Text shown:
====

No clinical trials have established that SSRI antidepressants are effective in pregnancy.  This is because companies are reluctant to carry out clinical trials involving pregnant women.  Some studies have followed up women who chose to use antidepressants in pregnancy but none have used standard methods to test effectiveness.  These methods should include two key components:  random assignment of study participants to the group getting a drug or placebo or other interventions, and “double-blind” methods, in which neither the pregnant woman nor clinicians evaluating her symptoms knows who is taking a drug or a similar-looking placebo.  These methods allow researchers to separate out a drug’s effects from other factors that might affect judgments of effectiveness.

What Factors can Contribute to Depression During Pregnancy?

There is substantial evidence that social, historical, economic or other factors can lead or contribute to depression in women.  Women who are poor or economically insecure, isolated, lack support, have chronic health problems, or have been victims of violence are known to experience increased levels of worry, stress, sadness and depression.

For many women pregnancy involves changing roles, increased responsibilities, a potential lessening of autonomy, reduced economic security, and a loss of social support, all of which can contribute to increased worry, stress and depression.  These stressors may be exacerbated by the normal physical and hormonal changes taking place during pregnancy and additional health problems that may affect women during this time.

Challenging socio-economic factors may continue to exist even if a woman is taking antidepressants during pregnancy.  For this reason, if a woman is taking an SSRI antidepressant she should also seek out supportive counselling or therapy.

Some women may not be affected by social isolation, economic factors, worry, have histories of violence or have chronic health problems and may still feel depressed for reasons that seem unexplainable. This points to how complex the human mind can be in relation to moods, emotions and daily functioning, and how the hope that one pill may be the only or the best answer needs re-examining.

The Special Concerns about Prescribing Drugs to Women who are Pregnant

Extra caution is usually taken before prescribing any kinds of drug to pregnant women because of potential risks to their babies.  These risks became clear when the outcomes of prescribing DES and thalidomide to pregnant women became evident.   These events demonstrated that the effects of drugs on babies in utero may not become apparent until the babies have grown into adults.  

DES (diethylstilbestrol) was prescribed between 1941 and 1971 to prevent miscarriage. Women who were exposed to DES before they were born are at increased risk of developing rare types of cancers of the cervix and vagina in their twenties and thirties, reproductive tract irregularities, pregnancy complications and infertility. Boys who were exposed to DES before birth also have increased risks for conditions such as non-cancerous cysts on the testicles.

Another drug, thalidomide, was prescribed to prevent morning sickness in pregnant women between 1957 and 1961.  The drug was found to result in severe birth defects, including limb and internal system abnormalities.  The thalidomide tragedy, which resulted in thousands of deformed babies, led to changes in the drug testing and approval process in the US and Canada, and an increased understanding that any drug has the potential of leading to serious and unanticipated harm.

====

Exercises:
a: In the passage on antidepressants in pregnancy, during which years was thalidomide prescribed to prevent morning sickness?
b: Using the passage on antidepressants in pregnancy, explain why a pregnant woman taking an SSRI antidepressant should also seek supportive counseling or therapy.
c: Continue the passage on antidepressants in pregnancy from where it stops.

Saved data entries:
====

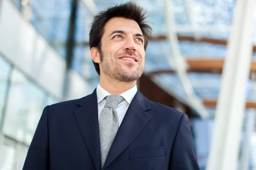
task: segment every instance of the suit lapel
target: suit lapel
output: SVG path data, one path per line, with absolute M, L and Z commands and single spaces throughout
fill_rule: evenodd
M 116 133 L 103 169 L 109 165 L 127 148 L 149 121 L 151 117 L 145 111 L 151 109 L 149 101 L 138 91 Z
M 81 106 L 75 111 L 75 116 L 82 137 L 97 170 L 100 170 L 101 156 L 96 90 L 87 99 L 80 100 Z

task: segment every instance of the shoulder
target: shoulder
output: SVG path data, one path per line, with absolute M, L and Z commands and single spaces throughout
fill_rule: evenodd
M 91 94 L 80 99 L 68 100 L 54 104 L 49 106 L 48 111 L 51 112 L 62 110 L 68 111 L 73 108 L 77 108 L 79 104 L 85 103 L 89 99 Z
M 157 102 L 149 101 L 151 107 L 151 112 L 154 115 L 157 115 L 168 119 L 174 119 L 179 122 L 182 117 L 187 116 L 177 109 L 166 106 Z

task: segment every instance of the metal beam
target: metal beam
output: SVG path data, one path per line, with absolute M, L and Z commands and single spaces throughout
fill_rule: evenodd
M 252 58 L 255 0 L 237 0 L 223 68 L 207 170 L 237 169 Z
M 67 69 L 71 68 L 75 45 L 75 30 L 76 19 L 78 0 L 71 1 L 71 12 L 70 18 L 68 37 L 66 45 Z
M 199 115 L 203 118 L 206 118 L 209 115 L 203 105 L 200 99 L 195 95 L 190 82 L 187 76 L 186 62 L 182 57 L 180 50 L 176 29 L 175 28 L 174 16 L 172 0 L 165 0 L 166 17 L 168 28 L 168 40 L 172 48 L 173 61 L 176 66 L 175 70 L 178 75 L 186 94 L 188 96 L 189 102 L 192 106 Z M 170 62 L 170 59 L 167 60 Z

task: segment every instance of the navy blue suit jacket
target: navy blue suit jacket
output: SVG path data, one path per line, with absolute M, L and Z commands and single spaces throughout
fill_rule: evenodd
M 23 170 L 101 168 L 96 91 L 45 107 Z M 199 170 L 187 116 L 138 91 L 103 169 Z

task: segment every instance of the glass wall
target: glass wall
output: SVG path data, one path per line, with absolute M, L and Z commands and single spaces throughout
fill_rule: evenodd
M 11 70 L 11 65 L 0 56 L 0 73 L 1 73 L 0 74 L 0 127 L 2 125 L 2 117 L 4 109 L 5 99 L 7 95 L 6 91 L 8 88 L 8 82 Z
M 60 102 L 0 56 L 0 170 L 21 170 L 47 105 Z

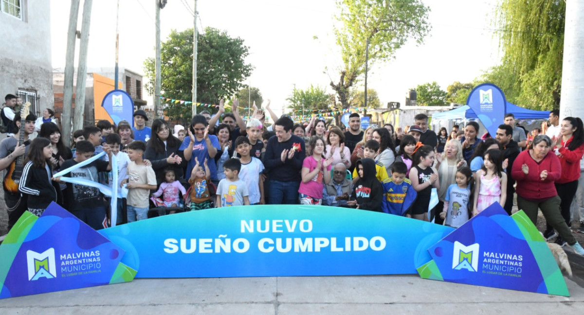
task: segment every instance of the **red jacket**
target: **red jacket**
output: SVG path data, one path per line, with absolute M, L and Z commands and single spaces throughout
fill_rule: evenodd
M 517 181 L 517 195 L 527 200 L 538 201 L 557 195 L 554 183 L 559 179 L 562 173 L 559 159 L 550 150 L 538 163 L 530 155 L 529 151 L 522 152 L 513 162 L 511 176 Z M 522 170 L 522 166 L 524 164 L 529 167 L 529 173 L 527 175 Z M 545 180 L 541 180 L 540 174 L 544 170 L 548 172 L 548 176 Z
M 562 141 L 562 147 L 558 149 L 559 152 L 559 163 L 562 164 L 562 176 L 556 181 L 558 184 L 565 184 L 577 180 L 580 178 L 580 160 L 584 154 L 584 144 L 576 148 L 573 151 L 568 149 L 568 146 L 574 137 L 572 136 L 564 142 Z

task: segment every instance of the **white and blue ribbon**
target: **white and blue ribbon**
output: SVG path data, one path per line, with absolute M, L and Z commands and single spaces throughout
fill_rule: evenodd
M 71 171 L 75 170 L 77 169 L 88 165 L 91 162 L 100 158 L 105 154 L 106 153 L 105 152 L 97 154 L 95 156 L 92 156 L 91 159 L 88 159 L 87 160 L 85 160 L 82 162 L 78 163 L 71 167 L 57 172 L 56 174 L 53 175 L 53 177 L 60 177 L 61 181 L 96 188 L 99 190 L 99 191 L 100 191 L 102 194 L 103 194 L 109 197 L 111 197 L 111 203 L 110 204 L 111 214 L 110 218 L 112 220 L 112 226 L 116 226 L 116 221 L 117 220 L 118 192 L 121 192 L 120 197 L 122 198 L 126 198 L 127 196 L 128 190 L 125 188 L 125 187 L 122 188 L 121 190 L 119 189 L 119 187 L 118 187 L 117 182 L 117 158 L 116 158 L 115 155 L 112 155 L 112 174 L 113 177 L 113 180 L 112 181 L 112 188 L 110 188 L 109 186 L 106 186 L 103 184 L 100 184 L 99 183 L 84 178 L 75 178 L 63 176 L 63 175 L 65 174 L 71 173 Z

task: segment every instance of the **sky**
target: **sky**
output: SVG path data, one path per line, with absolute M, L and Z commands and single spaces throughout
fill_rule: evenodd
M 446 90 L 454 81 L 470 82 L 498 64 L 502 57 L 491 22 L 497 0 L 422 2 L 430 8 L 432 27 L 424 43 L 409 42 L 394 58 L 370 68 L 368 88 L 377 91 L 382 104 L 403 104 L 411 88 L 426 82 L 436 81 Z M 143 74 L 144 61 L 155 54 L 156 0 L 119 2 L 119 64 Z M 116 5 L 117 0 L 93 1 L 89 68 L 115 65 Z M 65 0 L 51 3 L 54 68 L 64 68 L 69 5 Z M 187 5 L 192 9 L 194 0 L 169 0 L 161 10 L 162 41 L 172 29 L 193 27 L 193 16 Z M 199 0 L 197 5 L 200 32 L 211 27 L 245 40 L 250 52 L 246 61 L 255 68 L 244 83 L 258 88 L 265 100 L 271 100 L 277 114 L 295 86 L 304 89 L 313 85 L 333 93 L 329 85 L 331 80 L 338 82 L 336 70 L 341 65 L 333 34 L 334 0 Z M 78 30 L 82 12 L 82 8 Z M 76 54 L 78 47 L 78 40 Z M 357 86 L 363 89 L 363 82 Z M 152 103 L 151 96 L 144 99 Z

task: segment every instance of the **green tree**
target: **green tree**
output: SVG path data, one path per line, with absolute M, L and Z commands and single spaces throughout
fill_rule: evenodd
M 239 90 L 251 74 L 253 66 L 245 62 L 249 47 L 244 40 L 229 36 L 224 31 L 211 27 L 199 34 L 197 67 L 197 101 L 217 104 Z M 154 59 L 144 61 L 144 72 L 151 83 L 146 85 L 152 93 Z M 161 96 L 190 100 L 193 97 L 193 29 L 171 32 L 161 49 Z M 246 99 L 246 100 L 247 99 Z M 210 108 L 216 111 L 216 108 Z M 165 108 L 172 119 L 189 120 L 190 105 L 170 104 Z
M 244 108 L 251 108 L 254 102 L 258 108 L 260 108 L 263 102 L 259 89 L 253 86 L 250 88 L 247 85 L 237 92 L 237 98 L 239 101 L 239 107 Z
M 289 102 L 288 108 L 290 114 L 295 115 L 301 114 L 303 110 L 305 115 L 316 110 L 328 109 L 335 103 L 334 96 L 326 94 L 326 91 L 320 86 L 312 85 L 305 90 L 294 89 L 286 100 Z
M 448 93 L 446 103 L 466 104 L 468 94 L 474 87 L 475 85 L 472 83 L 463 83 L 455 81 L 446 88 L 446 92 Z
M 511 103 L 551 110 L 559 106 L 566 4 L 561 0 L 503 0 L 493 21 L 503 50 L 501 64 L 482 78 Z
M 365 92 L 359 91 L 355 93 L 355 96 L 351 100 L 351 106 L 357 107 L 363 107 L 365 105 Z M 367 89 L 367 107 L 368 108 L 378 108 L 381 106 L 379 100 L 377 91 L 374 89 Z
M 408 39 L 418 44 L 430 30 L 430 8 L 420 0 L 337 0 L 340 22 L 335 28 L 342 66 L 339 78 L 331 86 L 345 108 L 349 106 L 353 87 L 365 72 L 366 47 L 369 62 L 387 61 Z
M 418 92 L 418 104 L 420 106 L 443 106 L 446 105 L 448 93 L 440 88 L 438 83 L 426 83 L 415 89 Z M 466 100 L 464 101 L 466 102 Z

====

Your written answers:
a: From 1957 to 1961.

b: Difficult socio-economic factors can persist even while she takes the antidepressant. Counseling or therapy can help with those ongoing pressures, which the drug does not remove.

c:
At the time that DES and thalidomide were developed there was a lack of understanding that drugs taken by the mother pass through the placenta to their babies.  Even today few clinical trials of drugs include pregnant women because we now understand that drugs taken by pregnant women do pass to babies.

With most drugs, risks are particularly of concern in the first trimester of pregnancy when the organ development of babies occurs.  This may be a problem because many women may not know they are pregnant until well into their first trimester.  As will be described below, there are also some specific concerns about using SSRI antidepressants in the third trimester of pregnancy.

Risks of SSRIs on Babies in Utero

Despite the lack of random clinical testing of SSRIs on pregnant women, research has established linkages between SSRI use and the development of certain types of health problems in some babies born to mother taking SSRIs.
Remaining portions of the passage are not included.